/---

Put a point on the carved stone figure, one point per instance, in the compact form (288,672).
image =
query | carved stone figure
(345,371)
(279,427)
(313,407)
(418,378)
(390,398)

\---

Each record above has to be repeated word for word.

# Answer area:
Put a point on the carved stone figure, one point per instance, in the compact form (288,672).
image =
query | carved stone figure
(345,371)
(279,427)
(313,407)
(418,378)
(390,398)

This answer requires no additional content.